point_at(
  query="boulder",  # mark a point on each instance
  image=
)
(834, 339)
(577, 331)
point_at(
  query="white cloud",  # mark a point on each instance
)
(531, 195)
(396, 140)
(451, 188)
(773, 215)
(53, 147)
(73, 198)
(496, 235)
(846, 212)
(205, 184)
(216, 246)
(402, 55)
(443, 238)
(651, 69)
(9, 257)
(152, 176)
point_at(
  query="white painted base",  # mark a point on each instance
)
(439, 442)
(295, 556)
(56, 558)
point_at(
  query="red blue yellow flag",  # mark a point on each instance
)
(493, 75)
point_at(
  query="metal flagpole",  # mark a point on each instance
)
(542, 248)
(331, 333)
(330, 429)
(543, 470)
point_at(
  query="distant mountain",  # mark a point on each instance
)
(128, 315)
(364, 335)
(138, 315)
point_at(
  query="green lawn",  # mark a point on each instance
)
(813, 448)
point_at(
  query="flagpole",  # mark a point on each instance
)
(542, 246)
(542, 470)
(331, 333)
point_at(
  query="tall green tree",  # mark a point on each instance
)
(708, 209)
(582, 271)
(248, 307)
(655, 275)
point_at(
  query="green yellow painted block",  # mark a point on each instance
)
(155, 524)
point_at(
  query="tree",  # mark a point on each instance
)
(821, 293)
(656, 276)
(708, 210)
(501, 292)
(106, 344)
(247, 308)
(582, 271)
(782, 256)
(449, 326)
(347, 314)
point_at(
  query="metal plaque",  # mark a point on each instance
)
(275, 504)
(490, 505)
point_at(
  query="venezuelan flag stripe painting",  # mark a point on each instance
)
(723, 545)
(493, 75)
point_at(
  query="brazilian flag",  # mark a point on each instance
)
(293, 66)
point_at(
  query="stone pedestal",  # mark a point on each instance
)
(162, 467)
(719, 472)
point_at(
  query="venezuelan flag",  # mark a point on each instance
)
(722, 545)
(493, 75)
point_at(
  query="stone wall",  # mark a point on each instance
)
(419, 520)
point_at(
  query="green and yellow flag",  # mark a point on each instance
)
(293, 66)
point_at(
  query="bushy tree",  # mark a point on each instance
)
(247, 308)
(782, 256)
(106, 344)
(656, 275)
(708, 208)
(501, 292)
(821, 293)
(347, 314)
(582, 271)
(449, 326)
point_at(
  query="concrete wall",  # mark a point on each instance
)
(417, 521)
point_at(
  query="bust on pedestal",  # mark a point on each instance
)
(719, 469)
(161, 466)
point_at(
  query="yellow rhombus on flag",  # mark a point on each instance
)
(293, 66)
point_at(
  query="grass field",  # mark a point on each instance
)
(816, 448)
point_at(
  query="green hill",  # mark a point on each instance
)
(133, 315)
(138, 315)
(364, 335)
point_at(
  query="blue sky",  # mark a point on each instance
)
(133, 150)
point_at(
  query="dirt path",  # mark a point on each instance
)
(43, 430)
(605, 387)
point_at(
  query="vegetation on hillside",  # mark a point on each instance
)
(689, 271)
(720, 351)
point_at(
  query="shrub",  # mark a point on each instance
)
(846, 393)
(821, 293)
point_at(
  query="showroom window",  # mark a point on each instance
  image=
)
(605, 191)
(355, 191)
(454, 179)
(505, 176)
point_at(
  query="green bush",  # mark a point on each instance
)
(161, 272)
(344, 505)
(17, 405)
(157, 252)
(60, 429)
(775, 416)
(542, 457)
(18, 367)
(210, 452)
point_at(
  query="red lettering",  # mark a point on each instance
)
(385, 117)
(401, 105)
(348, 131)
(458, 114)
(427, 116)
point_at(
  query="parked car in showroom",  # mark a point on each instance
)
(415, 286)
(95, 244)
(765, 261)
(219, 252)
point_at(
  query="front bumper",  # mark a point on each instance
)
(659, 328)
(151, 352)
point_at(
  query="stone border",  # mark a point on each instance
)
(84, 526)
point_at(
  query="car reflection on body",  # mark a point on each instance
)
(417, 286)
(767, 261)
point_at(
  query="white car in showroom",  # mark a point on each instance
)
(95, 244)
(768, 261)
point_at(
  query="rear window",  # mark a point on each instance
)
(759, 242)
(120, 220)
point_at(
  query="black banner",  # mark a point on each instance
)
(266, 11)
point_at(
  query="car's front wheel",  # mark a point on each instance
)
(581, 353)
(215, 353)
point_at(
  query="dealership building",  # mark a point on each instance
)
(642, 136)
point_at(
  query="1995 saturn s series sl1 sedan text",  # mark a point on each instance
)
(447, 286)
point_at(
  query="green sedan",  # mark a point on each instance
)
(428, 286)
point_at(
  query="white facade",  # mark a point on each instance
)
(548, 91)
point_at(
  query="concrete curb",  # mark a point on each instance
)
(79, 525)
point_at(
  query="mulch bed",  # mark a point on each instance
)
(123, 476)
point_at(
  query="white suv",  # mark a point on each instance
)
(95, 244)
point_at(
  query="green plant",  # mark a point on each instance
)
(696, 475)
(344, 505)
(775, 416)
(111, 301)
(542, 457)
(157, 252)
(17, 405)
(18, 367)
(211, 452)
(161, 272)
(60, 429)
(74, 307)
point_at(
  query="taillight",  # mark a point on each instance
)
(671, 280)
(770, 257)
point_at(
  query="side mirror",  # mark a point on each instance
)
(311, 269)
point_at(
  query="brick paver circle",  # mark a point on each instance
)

» Goal of the exercise
Recopy the whole listing exactly.

» Task output
point_at(
  query="boulder",  # mark a point on each instance
  image=
)
(834, 339)
(577, 331)
point_at(
  query="white cloud",  # mark a point on each instance
)
(531, 195)
(396, 140)
(451, 188)
(773, 215)
(53, 147)
(73, 198)
(496, 235)
(846, 212)
(205, 184)
(216, 246)
(402, 55)
(443, 238)
(651, 69)
(9, 257)
(152, 176)
point_at(
  query="white painted base",  # mark a point on each instance
)
(439, 442)
(295, 556)
(56, 558)
point_at(
  query="red blue yellow flag",  # mark a point on each instance
)
(493, 75)
point_at(
  query="metal flagpole",  # mark a point on each instance
)
(542, 248)
(331, 333)
(330, 429)
(543, 470)
point_at(
  query="distant mountain",  # mark a point on each instance
)
(128, 315)
(364, 335)
(138, 315)
point_at(
  query="green lawn",  # mark a point on each instance
)
(813, 448)
point_at(
  query="flagpole",  # mark a point on each instance
)
(542, 246)
(542, 470)
(331, 333)
point_at(
  query="tall green tree",  # mark a point on each instance
)
(708, 209)
(582, 271)
(248, 307)
(655, 275)
point_at(
  query="green yellow painted block",  # mark a point on each instance
)
(155, 524)
point_at(
  query="tree",  # mark a point on each instance
)
(821, 293)
(656, 276)
(708, 210)
(501, 292)
(106, 344)
(247, 308)
(582, 271)
(782, 256)
(449, 326)
(347, 314)
point_at(
  query="metal plaque",  # mark a point on each instance
)
(275, 504)
(490, 505)
point_at(
  query="venezuelan flag stripe painting",  # mark a point on each instance
)
(723, 545)
(493, 75)
point_at(
  query="brazilian flag",  # mark a point on each instance
)
(293, 66)
point_at(
  query="stone pedestal",  # mark a point on each instance
)
(162, 467)
(719, 472)
point_at(
  query="venezuelan flag",  # mark a point on each instance
)
(722, 545)
(493, 75)
point_at(
  query="stone wall",  # mark a point on each instance
)
(419, 520)
point_at(
  query="green and yellow flag",  # mark a point on each instance
)
(293, 66)
point_at(
  query="bushy tree",  # mark a point on each instance
)
(247, 308)
(782, 256)
(106, 344)
(656, 275)
(708, 208)
(501, 292)
(821, 293)
(347, 314)
(582, 271)
(449, 326)
point_at(
  query="concrete wall",  # mark a point on each instance
)
(417, 521)
point_at(
  query="bust on pedestal",  # mark a point on each instance
)
(719, 469)
(161, 466)
point_at(
  query="yellow rhombus on flag",  # mark a point on each instance
)
(293, 66)
point_at(
  query="grass field",  # mark a point on each instance
)
(816, 448)
point_at(
  query="green hill",  # mark a point on each instance
)
(133, 315)
(138, 315)
(364, 335)
point_at(
  query="blue sky",  # mark a point on each instance
)
(133, 150)
point_at(
  query="dirt path",  # mark a point on each instance
)
(43, 430)
(605, 387)
point_at(
  query="vegetation on hillside",  # mark a point on each instance
)
(689, 271)
(720, 351)
point_at(
  query="shrub",  # mark a point on each instance
)
(846, 393)
(821, 293)
point_at(
  query="showroom window",  # mark a point on each instance
  image=
)
(605, 191)
(355, 191)
(454, 179)
(505, 176)
point_at(
  query="green bush",  # mark a point on each instance
)
(161, 272)
(344, 505)
(17, 405)
(157, 252)
(60, 429)
(775, 416)
(542, 457)
(18, 367)
(210, 452)
point_at(
  query="red lettering",  # mark a point on each instance
)
(385, 117)
(401, 105)
(348, 131)
(458, 114)
(427, 116)
point_at(
  query="parked car in showroom",  # mark a point on each instance
)
(415, 286)
(95, 244)
(765, 261)
(219, 252)
point_at(
  query="front bumper",  # mark a point on each instance
)
(659, 328)
(151, 352)
point_at(
  query="stone border",  # mark a point on each instance
)
(84, 526)
point_at(
  query="car reflection on body",  # mark a point on each instance
)
(417, 286)
(767, 261)
point_at(
  query="white car in showroom",  # mark a point on each instance
)
(95, 244)
(768, 261)
point_at(
  query="rear window",  # mark a point on each instance
)
(759, 242)
(120, 220)
point_at(
  query="black banner",  # mark a point on each instance
)
(266, 11)
point_at(
  query="car's front wheel",  # mark a point on each instance
)
(581, 353)
(215, 353)
point_at(
  query="dealership building",  # mark a point on each instance
)
(642, 136)
point_at(
  query="1995 saturn s series sl1 sedan text",  # mark a point on each instance
)
(447, 286)
point_at(
  query="green sedan",  # mark a point on each instance
)
(428, 286)
point_at(
  query="white facade",  # mark a point on each instance
)
(548, 91)
point_at(
  query="concrete curb",  # mark a point on each instance
)
(79, 525)
point_at(
  query="mulch bed",  # mark a point on each instance
)
(123, 476)
point_at(
  query="white suv",  # mark a point on each instance
)
(95, 244)
point_at(
  query="green plant",  # mark a point on each instance
)
(696, 475)
(344, 505)
(775, 416)
(111, 301)
(542, 457)
(157, 252)
(17, 405)
(18, 367)
(211, 452)
(161, 272)
(60, 429)
(74, 307)
point_at(
  query="taillight",  # mark a point on each instance
)
(671, 280)
(770, 257)
point_at(
  query="side mirror",  # mark a point on each instance
)
(311, 269)
point_at(
  query="brick paver circle",  # mark a point on each instance
)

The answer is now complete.